-- TASK --
Rewrite everything from the line containing "of the concrete" down to the end of the records, switching "rubber" to "leather" and leaving all else as it is.

-- TASK DATA --
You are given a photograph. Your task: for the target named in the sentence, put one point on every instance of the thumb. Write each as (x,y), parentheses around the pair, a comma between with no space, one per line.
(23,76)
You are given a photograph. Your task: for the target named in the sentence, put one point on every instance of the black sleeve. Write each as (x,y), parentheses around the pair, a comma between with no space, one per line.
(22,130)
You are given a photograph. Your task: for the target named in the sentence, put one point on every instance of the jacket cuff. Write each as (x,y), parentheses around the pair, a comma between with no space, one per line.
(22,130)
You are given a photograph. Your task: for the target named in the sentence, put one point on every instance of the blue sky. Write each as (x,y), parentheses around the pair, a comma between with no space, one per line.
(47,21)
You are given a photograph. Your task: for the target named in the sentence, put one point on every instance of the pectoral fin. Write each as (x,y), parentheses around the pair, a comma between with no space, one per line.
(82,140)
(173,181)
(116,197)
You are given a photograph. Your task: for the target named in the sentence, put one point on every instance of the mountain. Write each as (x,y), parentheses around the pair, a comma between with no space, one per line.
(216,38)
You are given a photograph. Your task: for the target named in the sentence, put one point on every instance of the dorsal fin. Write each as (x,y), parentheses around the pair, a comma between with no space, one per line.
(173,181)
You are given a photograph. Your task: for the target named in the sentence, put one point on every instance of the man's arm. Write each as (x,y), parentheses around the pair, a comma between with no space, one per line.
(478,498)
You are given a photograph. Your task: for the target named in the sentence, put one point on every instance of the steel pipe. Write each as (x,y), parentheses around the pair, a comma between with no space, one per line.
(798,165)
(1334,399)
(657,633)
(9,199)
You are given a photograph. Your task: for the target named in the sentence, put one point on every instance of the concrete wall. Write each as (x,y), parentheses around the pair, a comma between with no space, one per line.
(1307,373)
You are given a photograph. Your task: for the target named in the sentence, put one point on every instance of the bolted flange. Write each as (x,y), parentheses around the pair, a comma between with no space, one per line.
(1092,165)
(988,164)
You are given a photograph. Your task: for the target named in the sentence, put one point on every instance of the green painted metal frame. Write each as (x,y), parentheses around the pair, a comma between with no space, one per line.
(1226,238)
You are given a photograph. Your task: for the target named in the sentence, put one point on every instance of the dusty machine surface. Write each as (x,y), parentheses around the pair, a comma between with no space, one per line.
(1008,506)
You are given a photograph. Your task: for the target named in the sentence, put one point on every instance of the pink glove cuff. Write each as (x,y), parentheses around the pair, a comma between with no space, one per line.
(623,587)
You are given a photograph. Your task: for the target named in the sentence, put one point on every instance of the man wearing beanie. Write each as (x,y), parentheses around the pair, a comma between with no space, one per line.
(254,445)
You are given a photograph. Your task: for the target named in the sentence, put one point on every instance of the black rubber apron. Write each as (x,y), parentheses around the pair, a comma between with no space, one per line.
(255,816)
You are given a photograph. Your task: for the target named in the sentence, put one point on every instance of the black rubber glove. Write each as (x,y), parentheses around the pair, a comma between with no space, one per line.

-- WRITTEN ANSWER --
You are given a photograph. Your task: for the target named in the sentence, put one point on every instance of the concrete wall. Write each as (x,y), parentheses around the pair, a comma between with no space, one per line.
(1307,373)
You are given a photograph. Your task: for the target named in the sentence, put one point on every instance of the bolted flange. Write each as (x,y), parentheses around the pair, a comma between with no space, one per line.
(1092,165)
(988,164)
You are given a photograph. Your task: for the target named in the sentence, put one point on every instance of the green painted metal frame. Write each as (x,y), parentheses around the pair, a comma between with no space, one per line.
(1226,238)
You are given a photograph. Your task: for the target named in the sentence, put one point on every instance of the dusty machine surface. Write each as (x,y), parentheses around the pair, a comma between with no space, one per line.
(1008,506)
You are given a photograph. Your task: for the target named in the sentence, put one point on every instance of the pink glove cuff. Write each as (x,y), parentheses around the pair, a comma between with no space, one per line.
(623,587)
You are given a photograph. Your task: for the target named in the sentence, put one point on every instance of the man wearing beanie. Write each as (x,y), parentheses around the pair, a comma between with no space, one per line.
(254,445)
You are given a photograph. Your task: for the target named in the sentence, put one point on every instance of the black leather apron. Write each as (x,y), parentheses around the pair, a comma between with no space, one per line.
(255,816)
You are given a photograph. Your task: for the target named in the sentence, put one point on every instance of the black leather glove. Write each as (x,y), parentheses around the pair, a comma between with no space, one per line.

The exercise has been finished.